[Start of Quoted text]

Studio album by Jimmy Durante
- Released: 1967
- Recorded: 1967
- Genre: Gospel, spirituals
- Length: 26:05
- Label: Warner Bros. 1713
- Producer: Jackie Barnett

Jimmy Durante chronology
| One of Those Songs (1966) | Songs for Sunday (1967) |  |

= Songs for Sunday =

Jackie Barnett Presents Songs for Sunday is a 1967 album by Jimmy Durante, with arrangements by Ralph Carmichael. David Bakish, in his 1995 book on Durante, described the music on the album as "truly from the heart". Durante later performed "Peace in the Valley" and "One of These Days" at the Oral Roberts summer festival in June 1971.

==Track listing==
1. "Down By the River Side" (Jackie Barnett, Jimmy Durante)
2. "Precious Lord"

[End of Quoted text]
[Start of Extracted entries]

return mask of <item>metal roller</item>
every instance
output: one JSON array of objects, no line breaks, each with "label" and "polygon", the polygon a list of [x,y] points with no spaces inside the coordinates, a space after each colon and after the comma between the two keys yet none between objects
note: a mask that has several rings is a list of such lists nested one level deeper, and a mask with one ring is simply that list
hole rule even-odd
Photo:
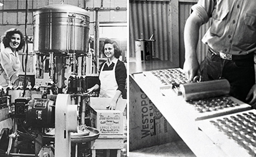
[{"label": "metal roller", "polygon": [[185,101],[228,94],[230,89],[229,83],[226,79],[180,85],[180,90]]}]

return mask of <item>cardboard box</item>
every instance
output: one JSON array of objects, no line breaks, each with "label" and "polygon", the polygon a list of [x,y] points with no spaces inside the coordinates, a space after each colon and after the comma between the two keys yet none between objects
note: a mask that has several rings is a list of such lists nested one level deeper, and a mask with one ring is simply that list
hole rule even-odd
[{"label": "cardboard box", "polygon": [[132,77],[129,81],[129,150],[179,140],[177,133]]},{"label": "cardboard box", "polygon": [[123,135],[124,117],[123,112],[127,100],[119,99],[115,110],[106,110],[112,99],[90,98],[88,109],[90,114],[92,127],[99,129],[101,135]]}]

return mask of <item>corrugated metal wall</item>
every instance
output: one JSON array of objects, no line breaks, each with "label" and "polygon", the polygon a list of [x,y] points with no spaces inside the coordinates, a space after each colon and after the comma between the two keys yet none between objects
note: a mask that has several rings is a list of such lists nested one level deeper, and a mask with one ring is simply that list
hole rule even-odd
[{"label": "corrugated metal wall", "polygon": [[[103,5],[104,9],[99,11],[99,21],[127,22],[127,2],[126,0],[64,0],[64,4],[88,8],[90,12],[90,21],[95,21],[95,13],[93,8],[100,8]],[[25,0],[2,0],[3,6],[0,7],[0,36],[4,32],[15,27],[24,32],[25,21]],[[61,0],[28,0],[28,35],[33,35],[33,12],[43,6],[60,4]],[[101,3],[102,2],[102,3]],[[119,10],[109,9],[119,7]],[[107,9],[107,8],[109,8]],[[125,8],[125,9],[123,9]],[[90,34],[93,35],[94,24],[90,25]]]},{"label": "corrugated metal wall", "polygon": [[[196,2],[179,2],[179,66],[183,66],[185,60],[184,30],[186,19],[190,14],[191,7]],[[162,60],[171,60],[171,46],[170,34],[171,28],[170,21],[172,11],[170,5],[172,1],[130,1],[129,9],[129,57],[135,57],[134,41],[136,39],[148,39],[154,33],[155,52],[153,55]],[[209,28],[204,25],[200,29],[201,39]],[[200,40],[198,46],[198,57],[199,62],[204,58],[207,46]]]},{"label": "corrugated metal wall", "polygon": [[154,34],[153,56],[162,60],[170,57],[170,1],[130,1],[129,57],[135,57],[135,40],[149,39]]}]

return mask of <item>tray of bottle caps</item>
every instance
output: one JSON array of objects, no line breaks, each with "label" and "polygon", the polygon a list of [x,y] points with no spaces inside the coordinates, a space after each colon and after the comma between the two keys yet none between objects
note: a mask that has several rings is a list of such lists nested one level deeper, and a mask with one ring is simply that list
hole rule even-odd
[{"label": "tray of bottle caps", "polygon": [[171,88],[189,82],[183,70],[180,68],[144,71],[143,74],[160,88]]},{"label": "tray of bottle caps", "polygon": [[256,110],[197,123],[199,128],[230,157],[256,156]]},{"label": "tray of bottle caps", "polygon": [[187,108],[192,111],[196,120],[205,119],[248,110],[251,105],[233,97],[221,96],[187,102]]}]

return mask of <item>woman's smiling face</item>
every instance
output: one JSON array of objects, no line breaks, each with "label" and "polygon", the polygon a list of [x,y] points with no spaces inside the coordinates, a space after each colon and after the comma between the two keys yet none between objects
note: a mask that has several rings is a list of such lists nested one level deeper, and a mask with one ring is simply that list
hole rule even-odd
[{"label": "woman's smiling face", "polygon": [[12,49],[17,49],[20,44],[21,40],[21,39],[19,34],[16,33],[14,34],[11,38],[10,46]]},{"label": "woman's smiling face", "polygon": [[104,53],[106,56],[110,59],[113,59],[114,54],[114,49],[112,44],[106,44],[104,46]]}]

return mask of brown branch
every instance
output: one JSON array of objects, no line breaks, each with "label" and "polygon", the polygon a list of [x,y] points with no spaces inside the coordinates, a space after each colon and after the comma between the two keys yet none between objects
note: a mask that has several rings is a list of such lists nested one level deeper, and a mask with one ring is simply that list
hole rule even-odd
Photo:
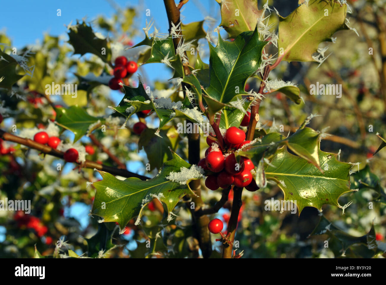
[{"label": "brown branch", "polygon": [[[241,200],[241,194],[243,188],[233,187],[233,202],[232,203],[232,209],[230,212],[230,217],[228,224],[228,232],[227,236],[229,236],[230,244],[233,245],[236,234],[236,229],[239,220],[239,214],[240,208],[242,205]],[[223,246],[222,258],[230,258],[232,257],[233,246],[225,244]]]},{"label": "brown branch", "polygon": [[[39,144],[29,139],[25,139],[17,136],[14,136],[0,129],[0,137],[5,141],[16,142],[40,151],[41,152],[54,156],[63,158],[64,153],[52,148],[44,144]],[[141,180],[147,180],[150,179],[149,177],[141,175],[137,173],[131,172],[125,169],[119,169],[114,167],[100,164],[97,162],[90,160],[86,160],[82,163],[78,163],[80,167],[88,168],[95,168],[98,170],[108,172],[113,175],[119,175],[124,177],[136,177]]]},{"label": "brown branch", "polygon": [[104,152],[107,154],[107,155],[108,156],[108,157],[118,165],[119,168],[120,169],[126,169],[126,165],[121,162],[117,157],[111,153],[111,152],[108,150],[108,149],[103,145],[100,142],[98,141],[94,135],[90,134],[88,136],[88,137],[90,138],[91,141],[92,141],[93,143],[98,146],[98,148],[100,149]]},{"label": "brown branch", "polygon": [[221,198],[219,201],[218,201],[212,208],[207,209],[200,209],[197,211],[196,215],[198,216],[202,216],[204,215],[212,215],[212,214],[217,213],[218,210],[221,209],[224,205],[228,201],[228,196],[229,194],[229,191],[230,190],[230,187],[223,189],[222,195]]}]

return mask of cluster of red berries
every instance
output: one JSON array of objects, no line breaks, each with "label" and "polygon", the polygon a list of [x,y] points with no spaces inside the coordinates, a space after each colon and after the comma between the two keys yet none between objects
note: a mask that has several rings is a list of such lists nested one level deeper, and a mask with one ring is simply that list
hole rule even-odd
[{"label": "cluster of red berries", "polygon": [[[60,139],[58,137],[49,137],[48,134],[46,132],[39,132],[34,136],[34,140],[42,144],[48,144],[52,148],[56,149],[60,143]],[[89,154],[92,155],[95,152],[95,150],[92,146],[87,145],[85,147],[86,152]],[[74,148],[67,149],[63,156],[63,158],[67,162],[75,162],[78,160],[79,154],[78,151]]]},{"label": "cluster of red berries", "polygon": [[255,167],[252,161],[241,156],[237,163],[234,154],[235,151],[243,148],[251,142],[245,141],[245,138],[244,132],[231,127],[225,134],[223,141],[226,145],[223,150],[219,147],[213,149],[212,144],[216,141],[207,138],[209,148],[205,151],[205,158],[200,160],[198,165],[207,171],[205,185],[211,190],[217,190],[219,187],[227,188],[232,184],[237,187],[245,187],[250,191],[258,190],[251,172]]},{"label": "cluster of red berries", "polygon": [[[48,228],[44,226],[40,219],[34,216],[26,214],[23,211],[17,212],[14,219],[17,222],[18,226],[21,228],[33,229],[36,233],[36,235],[41,238],[48,231]],[[46,238],[46,243],[51,244],[52,243],[52,238],[48,236]]]},{"label": "cluster of red berries", "polygon": [[135,61],[127,61],[125,56],[119,56],[115,59],[114,67],[114,78],[108,81],[108,86],[113,90],[119,90],[122,87],[120,83],[123,83],[122,78],[131,75],[138,69]]}]

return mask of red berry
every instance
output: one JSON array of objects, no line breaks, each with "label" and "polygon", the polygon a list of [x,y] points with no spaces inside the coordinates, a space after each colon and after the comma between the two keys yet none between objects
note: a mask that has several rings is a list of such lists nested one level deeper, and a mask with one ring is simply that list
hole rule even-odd
[{"label": "red berry", "polygon": [[211,151],[206,157],[207,166],[213,172],[219,172],[224,169],[224,156],[218,151]]},{"label": "red berry", "polygon": [[86,152],[88,153],[90,155],[92,155],[95,153],[95,150],[94,149],[94,148],[93,146],[90,145],[88,144],[85,147],[86,149]]},{"label": "red berry", "polygon": [[234,153],[231,153],[225,159],[225,170],[232,175],[240,173],[244,170],[244,161],[241,158],[240,162],[237,163]]},{"label": "red berry", "polygon": [[125,66],[126,65],[126,64],[127,63],[127,59],[126,58],[125,56],[118,56],[115,59],[114,63],[115,64],[115,65],[123,65]]},{"label": "red berry", "polygon": [[46,238],[46,244],[49,245],[52,243],[52,238],[47,236]]},{"label": "red berry", "polygon": [[244,165],[245,165],[244,167],[244,169],[246,169],[247,170],[251,170],[255,168],[255,166],[253,165],[252,161],[247,157],[242,156],[241,159],[244,162]]},{"label": "red berry", "polygon": [[209,138],[209,137],[207,137],[207,143],[209,146],[212,146],[212,144],[213,142],[217,142],[217,141],[215,141],[212,139]]},{"label": "red berry", "polygon": [[217,184],[223,189],[227,188],[233,183],[233,175],[223,171],[217,175]]},{"label": "red berry", "polygon": [[205,180],[205,186],[212,191],[218,189],[218,184],[217,183],[217,177],[216,175],[208,175]]},{"label": "red berry", "polygon": [[135,61],[129,61],[127,63],[127,65],[126,66],[126,69],[127,70],[127,73],[134,73],[138,68],[138,66],[137,65],[137,63]]},{"label": "red berry", "polygon": [[197,166],[201,166],[202,169],[205,170],[209,170],[209,169],[208,168],[208,166],[207,166],[207,162],[205,158],[203,158],[200,159],[200,161],[198,161],[198,163],[197,163]]},{"label": "red berry", "polygon": [[77,150],[74,148],[70,148],[64,153],[63,158],[67,162],[75,162],[78,159],[78,155]]},{"label": "red berry", "polygon": [[208,156],[208,154],[209,153],[212,152],[212,151],[216,151],[216,152],[220,153],[221,154],[222,154],[222,152],[221,151],[220,151],[220,150],[219,148],[218,149],[218,150],[217,150],[217,151],[214,151],[214,150],[212,150],[212,149],[213,149],[213,148],[211,146],[210,146],[209,148],[208,148],[207,149],[207,150],[205,151],[205,157],[206,157],[207,156]]},{"label": "red berry", "polygon": [[[250,142],[251,142],[251,141],[243,141],[241,143],[240,143],[240,144],[239,144],[237,146],[237,148],[238,149],[240,149],[240,148],[242,149],[243,148],[243,146],[245,146],[247,144],[249,144]],[[246,149],[248,149],[247,148]]]},{"label": "red berry", "polygon": [[233,184],[237,187],[245,187],[249,185],[253,180],[249,170],[244,170],[241,173],[234,176]]},{"label": "red berry", "polygon": [[34,140],[42,144],[48,142],[48,135],[46,132],[39,132],[34,136]]},{"label": "red berry", "polygon": [[245,133],[235,127],[231,127],[225,133],[227,140],[232,144],[239,144],[245,140]]},{"label": "red berry", "polygon": [[114,68],[114,76],[115,78],[123,78],[127,74],[127,71],[123,65],[117,65]]},{"label": "red berry", "polygon": [[260,189],[259,186],[256,184],[256,182],[254,179],[252,179],[252,181],[251,182],[251,184],[245,186],[245,188],[251,192],[254,192]]},{"label": "red berry", "polygon": [[146,124],[144,124],[142,122],[139,122],[134,124],[133,127],[133,131],[135,134],[141,134],[145,129],[147,127]]},{"label": "red berry", "polygon": [[60,139],[58,137],[51,137],[48,139],[48,145],[52,148],[56,149],[60,143]]},{"label": "red berry", "polygon": [[112,78],[108,81],[108,87],[112,90],[118,90],[122,87],[119,85],[120,83],[123,83],[122,79],[118,78]]},{"label": "red berry", "polygon": [[152,201],[151,201],[150,202],[147,204],[147,207],[152,212],[154,211],[156,209],[156,206],[154,205],[154,202]]},{"label": "red berry", "polygon": [[244,115],[244,117],[243,118],[242,120],[241,121],[241,124],[240,124],[240,126],[242,127],[247,127],[249,124],[249,120],[251,120],[251,112],[247,112],[247,113],[248,115]]},{"label": "red berry", "polygon": [[222,230],[224,224],[219,219],[214,219],[208,224],[208,229],[212,234],[218,234]]}]

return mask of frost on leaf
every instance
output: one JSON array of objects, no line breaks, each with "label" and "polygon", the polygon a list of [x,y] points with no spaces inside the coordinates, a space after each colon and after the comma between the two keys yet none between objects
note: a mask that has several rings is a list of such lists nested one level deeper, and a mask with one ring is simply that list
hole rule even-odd
[{"label": "frost on leaf", "polygon": [[186,182],[191,179],[198,179],[204,176],[204,170],[196,165],[193,165],[190,168],[181,167],[179,172],[172,171],[169,173],[166,179],[181,185],[186,184]]}]

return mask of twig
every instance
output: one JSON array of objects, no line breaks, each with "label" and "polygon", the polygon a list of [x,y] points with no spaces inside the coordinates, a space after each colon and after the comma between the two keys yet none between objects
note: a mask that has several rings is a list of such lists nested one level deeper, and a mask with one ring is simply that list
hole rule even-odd
[{"label": "twig", "polygon": [[[9,133],[0,129],[0,137],[5,141],[12,141],[20,144],[22,144],[28,146],[30,148],[33,148],[40,151],[42,153],[47,154],[56,156],[60,158],[63,158],[64,153],[57,149],[53,149],[50,146],[39,144],[29,139],[25,139],[17,136],[14,136]],[[98,170],[102,170],[106,172],[108,172],[112,174],[119,175],[124,177],[136,177],[141,180],[147,180],[150,178],[146,176],[137,174],[131,172],[125,169],[119,169],[114,167],[107,166],[103,164],[100,164],[97,162],[90,160],[86,160],[83,163],[77,163],[80,167],[88,168],[95,168]]]}]

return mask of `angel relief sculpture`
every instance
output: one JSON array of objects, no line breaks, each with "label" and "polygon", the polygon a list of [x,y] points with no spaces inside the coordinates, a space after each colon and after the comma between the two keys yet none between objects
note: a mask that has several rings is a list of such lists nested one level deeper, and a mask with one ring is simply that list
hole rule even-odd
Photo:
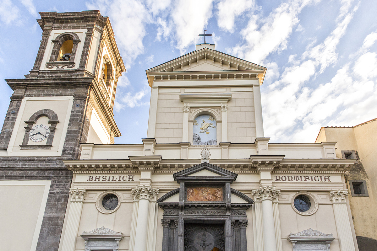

[End of Extracted entries]

Set tasks
**1)** Give the names of all the fields in the information box at the top of the album page.
**2)** Filter the listing down to the lines that contain the string "tray", and copy each of those lines. The match is case-sensitive.
The listing is unrelated to the album page.

Complete answers
**1)** Released, Recorded, Genre, Length, Label, Producer

**2)**
return mask of <item>tray of bottle caps</item>
[{"label": "tray of bottle caps", "polygon": [[171,88],[189,82],[183,70],[180,68],[144,71],[143,74],[160,88]]},{"label": "tray of bottle caps", "polygon": [[256,110],[197,123],[199,128],[230,157],[256,156]]},{"label": "tray of bottle caps", "polygon": [[187,108],[192,111],[196,120],[205,119],[248,110],[251,105],[233,97],[221,96],[187,102]]}]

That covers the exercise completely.